▶ **CONSEGNA 1**: Nel brano sulla fede di Colombo, quando furono composti i due salmi ricordati nel Diario?
▶ **CONSEGNA 2**: Prosegui il brano sulla fede di Colombo e sul suo Diario dopo l'ultima frase.

____ ESTRATTO DEL DOCUMENTO

Colombo sente la difficoltà della fede - e forse l'ha sempre sentita, fino agli ultimi anni, superandola con il suo sforzo più grande e la più tenace volontà: "Io credo, o Signore, benché non t'abbia mai veduto, benché questo superbo io mi dica che non è vero credo, credo... E sono pronto a dar la mia vita [...] a dar la mia testa per la fede" (20 maggio 1920).
"O Signore [...] un desiderio immenso asseta il mio cuore, oh se disciolta gli fosse la catena! Oh se potesse coll'aquila levato batter l'ali fin presso a Te, sparire come una virgola di fumo nel tuo seno. Amarti, conoscerti, adorarti questo vorrei, vorrei farlo sempre; solo in questo sento che troverebbe pace il cuore irrequieto" (25 ottobre 1920). "Io cerco la Verità. O Gesù, o Cristo, fa che io la possa trovare la verità, possa abbracciarla, difenderla e farla conoscere. La luce è sopra il moggio. Io cerco la verità. E tu, o Padre nostro che sei nei cieli, ed il Cui spirito aleggia intorno a me e dentro, prendimi la mano e guidami di cosa in cosa finch'io trovi il mio Diletto, a ciò che lo abbracci, a ciò che lo sveli a tutti i disconoscenti. Infiamma, o Cristo, infiamma il mio essere, atomo svanente nella tua grandezza" (13 ottobre 1921).
Ricordiamo una forma specialmente interessante e originale di preghiera presente nel Diario: i due salmi, composti da Colombo (21 e 31 maggio 1920), dove la compagine biblica si fonde con l'ispirazione poetica e con una vibrante emozione.

________
____ MATERIALE REGISTRATO

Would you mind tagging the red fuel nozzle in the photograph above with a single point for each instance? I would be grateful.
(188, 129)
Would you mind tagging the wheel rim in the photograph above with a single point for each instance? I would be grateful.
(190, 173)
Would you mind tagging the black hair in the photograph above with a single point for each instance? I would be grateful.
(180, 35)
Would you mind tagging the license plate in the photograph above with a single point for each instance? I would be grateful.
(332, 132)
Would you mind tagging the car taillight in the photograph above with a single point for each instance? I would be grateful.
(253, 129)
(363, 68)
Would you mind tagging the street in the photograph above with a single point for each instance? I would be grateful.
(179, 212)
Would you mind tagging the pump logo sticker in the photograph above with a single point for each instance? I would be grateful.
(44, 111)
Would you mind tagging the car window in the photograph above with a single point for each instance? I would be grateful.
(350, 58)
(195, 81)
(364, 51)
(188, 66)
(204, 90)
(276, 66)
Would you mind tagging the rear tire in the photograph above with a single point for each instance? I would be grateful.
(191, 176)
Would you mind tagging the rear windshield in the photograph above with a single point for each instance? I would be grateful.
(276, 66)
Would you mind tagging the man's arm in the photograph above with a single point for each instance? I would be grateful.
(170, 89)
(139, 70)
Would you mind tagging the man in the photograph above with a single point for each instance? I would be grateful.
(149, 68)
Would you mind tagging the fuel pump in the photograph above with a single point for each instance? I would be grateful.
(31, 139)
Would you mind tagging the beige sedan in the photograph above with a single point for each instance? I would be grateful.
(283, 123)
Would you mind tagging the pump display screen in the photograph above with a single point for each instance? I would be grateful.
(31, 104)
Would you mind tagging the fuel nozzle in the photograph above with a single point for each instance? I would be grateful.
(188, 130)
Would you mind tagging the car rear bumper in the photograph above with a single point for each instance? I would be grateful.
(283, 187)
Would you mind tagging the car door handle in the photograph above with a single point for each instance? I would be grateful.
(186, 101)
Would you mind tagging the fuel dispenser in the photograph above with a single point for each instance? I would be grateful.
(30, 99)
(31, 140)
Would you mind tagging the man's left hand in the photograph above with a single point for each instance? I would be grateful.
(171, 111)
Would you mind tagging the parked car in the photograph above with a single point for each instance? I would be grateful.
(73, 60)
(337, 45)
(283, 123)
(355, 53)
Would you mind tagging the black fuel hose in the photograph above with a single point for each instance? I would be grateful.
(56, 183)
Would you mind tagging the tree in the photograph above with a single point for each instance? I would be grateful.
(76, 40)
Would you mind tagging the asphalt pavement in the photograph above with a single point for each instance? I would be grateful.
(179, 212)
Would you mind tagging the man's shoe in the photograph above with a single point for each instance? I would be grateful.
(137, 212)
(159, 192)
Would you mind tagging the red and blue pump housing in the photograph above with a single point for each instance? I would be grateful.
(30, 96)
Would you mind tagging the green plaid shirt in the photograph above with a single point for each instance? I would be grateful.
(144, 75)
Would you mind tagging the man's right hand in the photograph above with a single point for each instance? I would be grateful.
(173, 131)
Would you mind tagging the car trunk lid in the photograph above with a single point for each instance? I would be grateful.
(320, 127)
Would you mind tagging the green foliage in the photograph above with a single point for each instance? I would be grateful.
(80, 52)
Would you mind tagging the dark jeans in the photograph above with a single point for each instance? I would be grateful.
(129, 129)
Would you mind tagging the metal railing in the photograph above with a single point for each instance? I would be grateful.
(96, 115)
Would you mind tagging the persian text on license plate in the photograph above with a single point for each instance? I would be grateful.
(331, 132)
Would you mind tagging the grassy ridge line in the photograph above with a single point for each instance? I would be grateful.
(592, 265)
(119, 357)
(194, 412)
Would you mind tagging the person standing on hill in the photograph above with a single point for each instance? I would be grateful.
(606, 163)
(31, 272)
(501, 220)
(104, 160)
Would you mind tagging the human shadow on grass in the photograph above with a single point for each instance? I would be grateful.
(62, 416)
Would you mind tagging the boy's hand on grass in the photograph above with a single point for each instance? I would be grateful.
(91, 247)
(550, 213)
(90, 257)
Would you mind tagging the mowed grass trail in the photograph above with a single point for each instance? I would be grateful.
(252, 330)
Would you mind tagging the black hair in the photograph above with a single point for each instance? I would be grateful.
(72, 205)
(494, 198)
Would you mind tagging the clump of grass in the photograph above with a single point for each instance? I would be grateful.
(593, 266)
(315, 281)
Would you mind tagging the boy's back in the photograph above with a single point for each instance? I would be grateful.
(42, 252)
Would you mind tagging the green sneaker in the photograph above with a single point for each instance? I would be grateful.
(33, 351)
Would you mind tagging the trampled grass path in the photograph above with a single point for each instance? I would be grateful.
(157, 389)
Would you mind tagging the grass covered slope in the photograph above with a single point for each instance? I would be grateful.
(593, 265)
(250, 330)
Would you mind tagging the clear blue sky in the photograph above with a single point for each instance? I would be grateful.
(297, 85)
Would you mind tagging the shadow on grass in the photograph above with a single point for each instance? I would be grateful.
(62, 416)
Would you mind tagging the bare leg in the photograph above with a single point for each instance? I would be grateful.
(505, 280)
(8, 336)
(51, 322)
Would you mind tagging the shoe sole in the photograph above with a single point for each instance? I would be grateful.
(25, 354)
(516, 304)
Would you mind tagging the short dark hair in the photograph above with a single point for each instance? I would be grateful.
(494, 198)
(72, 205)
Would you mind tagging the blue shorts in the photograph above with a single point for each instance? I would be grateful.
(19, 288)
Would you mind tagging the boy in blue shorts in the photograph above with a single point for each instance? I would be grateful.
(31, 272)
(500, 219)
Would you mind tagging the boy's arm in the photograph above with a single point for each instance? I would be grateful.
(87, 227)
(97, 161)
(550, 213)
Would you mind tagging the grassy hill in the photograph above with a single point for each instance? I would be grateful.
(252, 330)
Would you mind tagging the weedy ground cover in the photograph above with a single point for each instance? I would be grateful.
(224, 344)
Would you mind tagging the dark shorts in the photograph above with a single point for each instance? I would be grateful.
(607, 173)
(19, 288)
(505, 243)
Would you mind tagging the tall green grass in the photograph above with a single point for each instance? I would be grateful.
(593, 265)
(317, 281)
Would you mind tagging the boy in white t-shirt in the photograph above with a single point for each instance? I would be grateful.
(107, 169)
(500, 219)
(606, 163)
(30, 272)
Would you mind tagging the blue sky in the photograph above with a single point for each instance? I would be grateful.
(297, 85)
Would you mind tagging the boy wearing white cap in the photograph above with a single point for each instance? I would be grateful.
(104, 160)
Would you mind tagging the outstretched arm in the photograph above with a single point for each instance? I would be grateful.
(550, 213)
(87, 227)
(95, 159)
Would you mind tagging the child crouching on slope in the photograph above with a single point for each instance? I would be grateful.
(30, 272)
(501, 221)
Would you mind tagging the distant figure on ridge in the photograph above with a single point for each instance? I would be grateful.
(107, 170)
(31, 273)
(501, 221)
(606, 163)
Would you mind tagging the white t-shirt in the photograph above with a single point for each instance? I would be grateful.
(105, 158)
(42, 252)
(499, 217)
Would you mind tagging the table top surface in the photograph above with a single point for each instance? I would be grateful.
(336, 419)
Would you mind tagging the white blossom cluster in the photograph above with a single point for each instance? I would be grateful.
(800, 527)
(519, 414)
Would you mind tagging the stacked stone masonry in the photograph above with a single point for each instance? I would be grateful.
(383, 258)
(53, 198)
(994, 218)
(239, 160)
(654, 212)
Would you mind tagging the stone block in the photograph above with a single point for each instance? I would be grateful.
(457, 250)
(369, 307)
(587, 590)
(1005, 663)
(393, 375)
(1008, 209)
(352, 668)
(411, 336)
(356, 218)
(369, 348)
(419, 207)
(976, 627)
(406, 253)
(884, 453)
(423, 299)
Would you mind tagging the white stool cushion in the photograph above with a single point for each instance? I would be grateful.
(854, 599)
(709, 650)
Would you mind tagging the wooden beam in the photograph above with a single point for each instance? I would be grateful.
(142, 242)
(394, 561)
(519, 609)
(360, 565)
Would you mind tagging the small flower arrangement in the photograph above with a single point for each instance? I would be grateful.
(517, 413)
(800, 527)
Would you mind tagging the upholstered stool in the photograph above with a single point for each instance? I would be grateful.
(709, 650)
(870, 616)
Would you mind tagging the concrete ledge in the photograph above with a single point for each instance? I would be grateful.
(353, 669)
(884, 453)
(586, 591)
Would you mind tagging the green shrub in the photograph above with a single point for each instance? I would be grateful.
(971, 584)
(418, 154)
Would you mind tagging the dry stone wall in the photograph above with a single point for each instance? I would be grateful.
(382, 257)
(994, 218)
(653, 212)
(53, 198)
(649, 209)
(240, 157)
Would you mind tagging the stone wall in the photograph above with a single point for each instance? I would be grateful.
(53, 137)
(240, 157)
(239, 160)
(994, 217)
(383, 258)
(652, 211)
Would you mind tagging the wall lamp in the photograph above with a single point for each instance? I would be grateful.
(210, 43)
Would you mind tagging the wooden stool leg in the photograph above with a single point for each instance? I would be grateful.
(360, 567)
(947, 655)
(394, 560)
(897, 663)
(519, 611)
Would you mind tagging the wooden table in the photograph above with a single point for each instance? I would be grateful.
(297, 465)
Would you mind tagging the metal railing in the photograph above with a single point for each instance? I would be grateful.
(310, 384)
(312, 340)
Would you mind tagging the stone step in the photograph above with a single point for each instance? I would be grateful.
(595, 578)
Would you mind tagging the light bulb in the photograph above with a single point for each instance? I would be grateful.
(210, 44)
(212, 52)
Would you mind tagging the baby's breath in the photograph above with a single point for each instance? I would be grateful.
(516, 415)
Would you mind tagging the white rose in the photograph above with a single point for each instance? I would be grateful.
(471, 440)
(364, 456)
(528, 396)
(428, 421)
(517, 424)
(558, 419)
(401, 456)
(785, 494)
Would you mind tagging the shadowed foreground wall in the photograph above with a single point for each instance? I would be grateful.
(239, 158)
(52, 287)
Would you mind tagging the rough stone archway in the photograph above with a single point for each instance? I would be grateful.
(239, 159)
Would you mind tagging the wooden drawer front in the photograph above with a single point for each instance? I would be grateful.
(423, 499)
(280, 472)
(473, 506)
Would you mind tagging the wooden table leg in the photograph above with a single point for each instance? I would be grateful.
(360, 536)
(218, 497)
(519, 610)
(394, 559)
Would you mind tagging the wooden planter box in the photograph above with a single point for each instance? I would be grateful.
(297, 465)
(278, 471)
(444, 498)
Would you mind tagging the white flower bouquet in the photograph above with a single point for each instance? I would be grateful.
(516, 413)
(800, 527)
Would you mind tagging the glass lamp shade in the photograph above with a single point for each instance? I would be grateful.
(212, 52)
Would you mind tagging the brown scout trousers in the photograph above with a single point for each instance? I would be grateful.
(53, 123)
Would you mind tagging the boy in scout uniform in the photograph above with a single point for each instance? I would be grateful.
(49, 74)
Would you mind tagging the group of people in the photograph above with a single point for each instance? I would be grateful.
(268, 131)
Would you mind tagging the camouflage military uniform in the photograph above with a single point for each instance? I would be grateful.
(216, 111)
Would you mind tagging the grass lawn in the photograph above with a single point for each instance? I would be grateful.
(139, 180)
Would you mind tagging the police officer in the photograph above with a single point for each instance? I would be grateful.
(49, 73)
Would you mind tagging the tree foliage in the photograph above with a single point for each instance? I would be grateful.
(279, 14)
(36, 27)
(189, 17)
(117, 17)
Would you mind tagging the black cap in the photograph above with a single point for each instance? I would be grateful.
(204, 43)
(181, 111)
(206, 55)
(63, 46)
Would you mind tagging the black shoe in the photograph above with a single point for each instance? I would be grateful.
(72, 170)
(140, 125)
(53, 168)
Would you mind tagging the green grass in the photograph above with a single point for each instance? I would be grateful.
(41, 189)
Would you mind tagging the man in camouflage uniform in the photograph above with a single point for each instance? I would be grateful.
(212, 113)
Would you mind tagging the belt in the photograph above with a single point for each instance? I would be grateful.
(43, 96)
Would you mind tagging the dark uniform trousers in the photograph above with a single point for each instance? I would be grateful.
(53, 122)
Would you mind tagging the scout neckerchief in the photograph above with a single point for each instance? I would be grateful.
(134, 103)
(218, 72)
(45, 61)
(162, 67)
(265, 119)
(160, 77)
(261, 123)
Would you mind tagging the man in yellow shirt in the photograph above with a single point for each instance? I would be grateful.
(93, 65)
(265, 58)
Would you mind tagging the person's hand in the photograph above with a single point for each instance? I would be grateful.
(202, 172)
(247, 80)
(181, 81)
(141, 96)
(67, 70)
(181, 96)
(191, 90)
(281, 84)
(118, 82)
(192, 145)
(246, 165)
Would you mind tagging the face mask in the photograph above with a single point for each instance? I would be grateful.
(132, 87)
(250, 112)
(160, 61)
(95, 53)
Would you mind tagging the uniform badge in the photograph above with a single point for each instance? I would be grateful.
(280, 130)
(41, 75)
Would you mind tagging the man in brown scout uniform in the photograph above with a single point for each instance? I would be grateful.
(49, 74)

________

▶ **RISULTATO 1**: Il 21 e il 31 maggio 1920.

▶ **RISULTATO 2**:
A essere, in particolare, appassionatamente e continuamente invocata come "Mamma", in questo Diario, è la Vergine Maria, della quale Giovanni Colombo si professa "un figliolo amoroso" (21 maggio 1920): "O Mamma, l'anima mia riarsa si screpola nel dolore e nella sterilità ed in uno sforzo eroico di vita slancia le braccia - sicut terra sine aqua, Tibi" (17 maggio 1920); "O Mamma, tu mi ami poi che son tuo figlio, tu mi conosci, tu vedi, tu puoi, a te confido la mia vocazione, tu custodiscila" (19 maggio 1921); "O Mamma, i miei polmoni sono consunti, debole è il mio petto che al minimo urto sfonda, e l'afa e la stanchezza circonda tutte le mie membra [...] dammi un lembo del tuo manto inespugnabile [...], e non permettere che mi colga la notte senza lume, e il nemico senz'arma [...]. Meglio che questo esile soffio si spenga, meglio che il mio misero corpo senza fiori e senza vita imputridisca, meglio la tomba fredda e negra del cimitero..." (19 maggio 1920); "O Mamma e quanto m'è dolce chiamarti così [...] O Mamma guardami! [...] O Mamma fammi buono fammi santo" (21 maggio 1920); "O Mamma, più bella del maggio pien di rose e di sole" (12 maggio 1921).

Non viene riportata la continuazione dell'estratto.